WORK ORDER —
After locating "box: [0, 0, 1260, 357]" in the listing below, copy that line and each one after it exactly, ending with the line that has "rough mask: <svg".

DATA SHOWN —
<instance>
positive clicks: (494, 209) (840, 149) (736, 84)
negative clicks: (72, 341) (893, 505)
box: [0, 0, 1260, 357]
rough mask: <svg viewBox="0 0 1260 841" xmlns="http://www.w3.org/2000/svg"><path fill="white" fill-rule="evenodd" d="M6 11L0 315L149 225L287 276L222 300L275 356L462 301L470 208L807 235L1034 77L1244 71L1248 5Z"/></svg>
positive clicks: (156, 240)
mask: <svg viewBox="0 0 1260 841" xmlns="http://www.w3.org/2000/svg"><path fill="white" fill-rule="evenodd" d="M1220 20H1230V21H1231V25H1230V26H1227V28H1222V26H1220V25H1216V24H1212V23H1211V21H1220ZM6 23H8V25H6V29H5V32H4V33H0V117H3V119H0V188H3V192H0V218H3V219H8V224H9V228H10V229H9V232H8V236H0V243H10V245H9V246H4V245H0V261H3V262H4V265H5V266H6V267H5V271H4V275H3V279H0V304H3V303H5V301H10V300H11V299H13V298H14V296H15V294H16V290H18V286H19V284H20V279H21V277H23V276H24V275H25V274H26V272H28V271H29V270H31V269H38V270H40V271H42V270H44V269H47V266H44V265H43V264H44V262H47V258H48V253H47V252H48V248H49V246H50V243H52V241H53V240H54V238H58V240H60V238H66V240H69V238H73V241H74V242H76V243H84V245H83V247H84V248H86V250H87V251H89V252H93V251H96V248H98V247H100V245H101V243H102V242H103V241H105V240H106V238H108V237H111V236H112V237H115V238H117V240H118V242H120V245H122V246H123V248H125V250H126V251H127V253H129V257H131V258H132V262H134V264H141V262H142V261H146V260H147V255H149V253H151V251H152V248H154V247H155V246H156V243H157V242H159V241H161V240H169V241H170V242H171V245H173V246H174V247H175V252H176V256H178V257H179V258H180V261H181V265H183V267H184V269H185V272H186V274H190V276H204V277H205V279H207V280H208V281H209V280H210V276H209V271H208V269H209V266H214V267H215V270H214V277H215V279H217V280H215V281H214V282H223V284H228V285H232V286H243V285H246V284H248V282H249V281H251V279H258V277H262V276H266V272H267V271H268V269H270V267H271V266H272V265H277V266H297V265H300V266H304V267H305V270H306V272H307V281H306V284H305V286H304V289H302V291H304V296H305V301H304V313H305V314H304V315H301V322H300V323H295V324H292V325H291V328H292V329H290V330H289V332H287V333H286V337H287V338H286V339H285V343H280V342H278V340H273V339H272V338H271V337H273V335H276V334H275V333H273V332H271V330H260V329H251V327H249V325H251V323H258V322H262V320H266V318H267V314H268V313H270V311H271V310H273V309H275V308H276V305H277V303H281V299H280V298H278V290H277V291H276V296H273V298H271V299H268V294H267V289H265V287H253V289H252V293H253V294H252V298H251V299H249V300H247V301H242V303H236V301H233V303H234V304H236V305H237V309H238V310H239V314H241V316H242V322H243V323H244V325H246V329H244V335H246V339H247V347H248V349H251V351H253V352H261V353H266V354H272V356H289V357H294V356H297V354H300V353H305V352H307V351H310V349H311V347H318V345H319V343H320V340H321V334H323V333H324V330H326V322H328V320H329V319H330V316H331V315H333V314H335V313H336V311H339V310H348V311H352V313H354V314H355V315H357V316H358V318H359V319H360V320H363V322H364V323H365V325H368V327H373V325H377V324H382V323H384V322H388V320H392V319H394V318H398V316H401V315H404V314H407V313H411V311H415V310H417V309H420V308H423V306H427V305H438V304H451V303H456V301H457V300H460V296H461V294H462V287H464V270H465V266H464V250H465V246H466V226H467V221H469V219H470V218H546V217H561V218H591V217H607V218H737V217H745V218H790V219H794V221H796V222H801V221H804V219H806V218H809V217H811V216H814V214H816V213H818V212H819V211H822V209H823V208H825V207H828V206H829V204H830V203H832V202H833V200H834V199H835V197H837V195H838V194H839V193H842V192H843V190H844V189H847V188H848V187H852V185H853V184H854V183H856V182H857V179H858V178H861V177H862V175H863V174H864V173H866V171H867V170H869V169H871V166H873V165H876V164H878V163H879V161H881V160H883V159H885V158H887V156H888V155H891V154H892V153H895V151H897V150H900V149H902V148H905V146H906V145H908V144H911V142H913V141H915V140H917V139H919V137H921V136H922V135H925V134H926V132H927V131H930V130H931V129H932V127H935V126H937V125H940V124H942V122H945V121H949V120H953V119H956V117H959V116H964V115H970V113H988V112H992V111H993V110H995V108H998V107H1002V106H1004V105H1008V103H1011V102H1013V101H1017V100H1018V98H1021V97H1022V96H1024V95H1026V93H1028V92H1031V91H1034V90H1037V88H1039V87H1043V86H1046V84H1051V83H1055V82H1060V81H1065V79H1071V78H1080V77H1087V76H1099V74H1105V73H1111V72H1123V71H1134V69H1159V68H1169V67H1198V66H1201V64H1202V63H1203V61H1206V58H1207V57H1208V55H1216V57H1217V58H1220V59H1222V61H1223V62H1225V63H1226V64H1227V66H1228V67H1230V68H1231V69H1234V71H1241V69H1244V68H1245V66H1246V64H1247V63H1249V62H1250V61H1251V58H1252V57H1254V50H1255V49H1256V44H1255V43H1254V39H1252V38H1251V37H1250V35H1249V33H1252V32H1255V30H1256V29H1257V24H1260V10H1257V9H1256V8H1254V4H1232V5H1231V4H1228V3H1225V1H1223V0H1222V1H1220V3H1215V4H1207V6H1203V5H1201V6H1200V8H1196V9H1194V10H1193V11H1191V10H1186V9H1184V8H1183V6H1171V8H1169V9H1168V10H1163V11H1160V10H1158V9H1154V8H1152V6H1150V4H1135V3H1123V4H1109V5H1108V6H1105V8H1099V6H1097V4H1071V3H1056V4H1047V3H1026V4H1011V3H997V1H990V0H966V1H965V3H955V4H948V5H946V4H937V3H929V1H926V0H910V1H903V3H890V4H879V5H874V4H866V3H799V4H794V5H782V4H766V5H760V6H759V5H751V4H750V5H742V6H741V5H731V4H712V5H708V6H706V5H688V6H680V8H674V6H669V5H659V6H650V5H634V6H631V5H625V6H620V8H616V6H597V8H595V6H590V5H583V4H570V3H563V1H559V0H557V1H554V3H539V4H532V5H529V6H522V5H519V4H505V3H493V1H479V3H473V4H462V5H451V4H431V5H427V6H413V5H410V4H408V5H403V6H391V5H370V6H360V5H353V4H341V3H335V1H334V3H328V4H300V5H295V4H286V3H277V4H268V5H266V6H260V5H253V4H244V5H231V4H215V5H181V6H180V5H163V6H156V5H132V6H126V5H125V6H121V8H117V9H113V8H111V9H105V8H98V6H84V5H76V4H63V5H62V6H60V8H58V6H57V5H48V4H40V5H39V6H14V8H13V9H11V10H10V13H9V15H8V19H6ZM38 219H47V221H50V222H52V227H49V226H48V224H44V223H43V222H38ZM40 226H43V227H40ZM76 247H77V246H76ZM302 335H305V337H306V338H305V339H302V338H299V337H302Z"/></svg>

ANSWER BOX —
box: [0, 0, 1260, 357]
rough mask: <svg viewBox="0 0 1260 841" xmlns="http://www.w3.org/2000/svg"><path fill="white" fill-rule="evenodd" d="M6 11L0 315L149 225L287 276L222 300L275 356L462 301L470 208L807 235L1034 77L1244 71L1248 5Z"/></svg>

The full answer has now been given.